-- WORK TO COMPLETE --
Reproduce the entries in full, with no changes.

-- RECORDS --
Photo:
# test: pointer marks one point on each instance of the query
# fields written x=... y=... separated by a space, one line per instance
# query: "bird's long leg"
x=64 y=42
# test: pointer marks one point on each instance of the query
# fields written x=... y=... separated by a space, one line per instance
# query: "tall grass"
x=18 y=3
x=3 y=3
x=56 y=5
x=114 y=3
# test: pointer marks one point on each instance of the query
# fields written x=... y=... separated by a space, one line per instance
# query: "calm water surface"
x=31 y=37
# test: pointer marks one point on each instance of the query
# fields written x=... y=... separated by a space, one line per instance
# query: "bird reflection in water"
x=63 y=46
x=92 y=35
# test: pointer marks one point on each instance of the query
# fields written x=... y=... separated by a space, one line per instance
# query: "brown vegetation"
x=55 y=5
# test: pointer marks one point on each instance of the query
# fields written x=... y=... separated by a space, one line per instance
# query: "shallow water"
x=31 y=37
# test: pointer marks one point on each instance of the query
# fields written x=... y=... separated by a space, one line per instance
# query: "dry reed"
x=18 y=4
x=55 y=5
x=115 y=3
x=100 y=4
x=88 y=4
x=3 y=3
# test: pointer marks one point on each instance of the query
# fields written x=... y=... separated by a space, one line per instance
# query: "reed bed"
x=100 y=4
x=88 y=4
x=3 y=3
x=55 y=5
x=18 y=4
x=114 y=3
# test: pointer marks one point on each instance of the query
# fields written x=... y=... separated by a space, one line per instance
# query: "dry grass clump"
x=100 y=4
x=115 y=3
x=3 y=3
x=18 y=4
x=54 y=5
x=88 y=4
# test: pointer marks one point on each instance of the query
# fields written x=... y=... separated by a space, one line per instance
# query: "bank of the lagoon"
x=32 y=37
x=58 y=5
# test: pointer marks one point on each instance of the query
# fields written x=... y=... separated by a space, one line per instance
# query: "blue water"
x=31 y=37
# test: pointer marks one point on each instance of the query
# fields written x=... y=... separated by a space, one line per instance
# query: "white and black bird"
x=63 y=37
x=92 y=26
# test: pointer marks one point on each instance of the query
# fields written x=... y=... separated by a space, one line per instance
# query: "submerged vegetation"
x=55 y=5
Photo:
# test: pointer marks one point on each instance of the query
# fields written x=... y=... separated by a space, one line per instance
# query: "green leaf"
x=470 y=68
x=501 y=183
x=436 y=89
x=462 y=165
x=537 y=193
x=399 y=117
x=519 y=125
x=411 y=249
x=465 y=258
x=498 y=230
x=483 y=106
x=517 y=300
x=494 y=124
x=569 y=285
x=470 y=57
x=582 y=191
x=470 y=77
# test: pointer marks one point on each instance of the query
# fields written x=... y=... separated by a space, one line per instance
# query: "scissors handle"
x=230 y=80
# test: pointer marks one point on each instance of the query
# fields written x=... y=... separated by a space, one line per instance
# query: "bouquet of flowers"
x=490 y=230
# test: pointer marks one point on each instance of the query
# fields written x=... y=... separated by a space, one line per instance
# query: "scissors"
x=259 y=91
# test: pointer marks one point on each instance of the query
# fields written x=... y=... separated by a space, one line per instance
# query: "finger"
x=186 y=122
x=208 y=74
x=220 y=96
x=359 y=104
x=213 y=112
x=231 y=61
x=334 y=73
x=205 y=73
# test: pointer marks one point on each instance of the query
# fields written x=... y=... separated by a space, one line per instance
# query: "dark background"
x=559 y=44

-- REPLY --
Photo:
# test: pointer marks one point on each instance of the query
# fields written x=... y=... separated by a space, one line per instance
# query: "bird's long leg"
x=64 y=42
# test: pointer marks one point on each instance of the query
# fields written x=... y=... separated by a space, one line per instance
# query: "tall grass"
x=18 y=3
x=3 y=3
x=56 y=5
x=114 y=3
# test: pointer marks one point on each instance of the query
# fields written x=... y=... separated by a space, one line per instance
# query: "calm water surface"
x=31 y=37
# test: pointer marks one point on each instance of the query
# fields written x=... y=... separated by a space, one line per instance
# query: "bird reflection in water"
x=63 y=46
x=92 y=35
# test: pointer marks one point on each instance of the query
# fields written x=... y=... separated by a space, one line per instance
# query: "brown vegetation"
x=55 y=5
# test: pointer marks one point on each instance of the query
# fields written x=... y=... separated by a space, one line per instance
# query: "shallow water"
x=31 y=37
# test: pointer marks one point on each instance of the query
# fields written x=... y=... separated by a space, one line per instance
# query: "dry reed"
x=18 y=4
x=55 y=5
x=115 y=3
x=100 y=4
x=88 y=4
x=3 y=3
# test: pointer marks one point on each instance of the query
# fields written x=... y=... separated by a space, one line per instance
# query: "reed bed"
x=100 y=4
x=88 y=4
x=3 y=3
x=55 y=5
x=18 y=4
x=114 y=3
# test: pointer marks one point on each instance of the query
# fields written x=... y=... separated by a space, one line per instance
# query: "dry grass clump"
x=100 y=4
x=115 y=3
x=3 y=3
x=18 y=4
x=54 y=5
x=88 y=4
# test: pointer marks one point on each instance of the query
# fields written x=... y=... separated by a space, one line per instance
# query: "bank of the lagoon"
x=32 y=37
x=58 y=5
# test: pointer marks one point on each instance of the query
# fields written x=... y=... separated by a space, one line per instance
# query: "blue water"
x=31 y=37
# test: pointer marks one point on each instance of the query
# fields written x=... y=... separated by a space, one line per instance
# query: "white and black bird"
x=63 y=37
x=92 y=26
# test: pointer marks one point on each instance of the query
# fields written x=... y=... separated by a space, one line per instance
# query: "submerged vegetation"
x=55 y=5
Photo:
# test: pointer marks one point on each instance of the query
# fields written x=... y=... separated by a space, one line per instance
# query: "green leaf"
x=470 y=68
x=501 y=183
x=436 y=89
x=462 y=165
x=537 y=193
x=399 y=117
x=519 y=125
x=411 y=249
x=465 y=258
x=498 y=230
x=483 y=106
x=517 y=300
x=494 y=124
x=569 y=285
x=470 y=57
x=582 y=191
x=470 y=77
# test: pointer marks one point on each instance of the query
# fields written x=... y=... separated by a space, one line per instance
# query: "scissors handle"
x=230 y=80
# test: pointer marks one point on each instance of the query
# fields written x=... y=... separated by a space, one line per instance
# query: "bouquet of flowers"
x=490 y=230
# test: pointer marks one point on each instance of the query
# fields written x=... y=... separated by a space, one line per instance
# query: "scissors"
x=259 y=91
# test: pointer marks one point on each instance of the query
# fields written x=... y=... separated by a space, one line per instance
# query: "finger"
x=186 y=122
x=208 y=74
x=220 y=96
x=359 y=104
x=213 y=112
x=231 y=61
x=334 y=73
x=205 y=73
# test: pointer marks one point on each instance of the query
# fields written x=... y=... separated by a space, one line per instance
# query: "dark background"
x=559 y=44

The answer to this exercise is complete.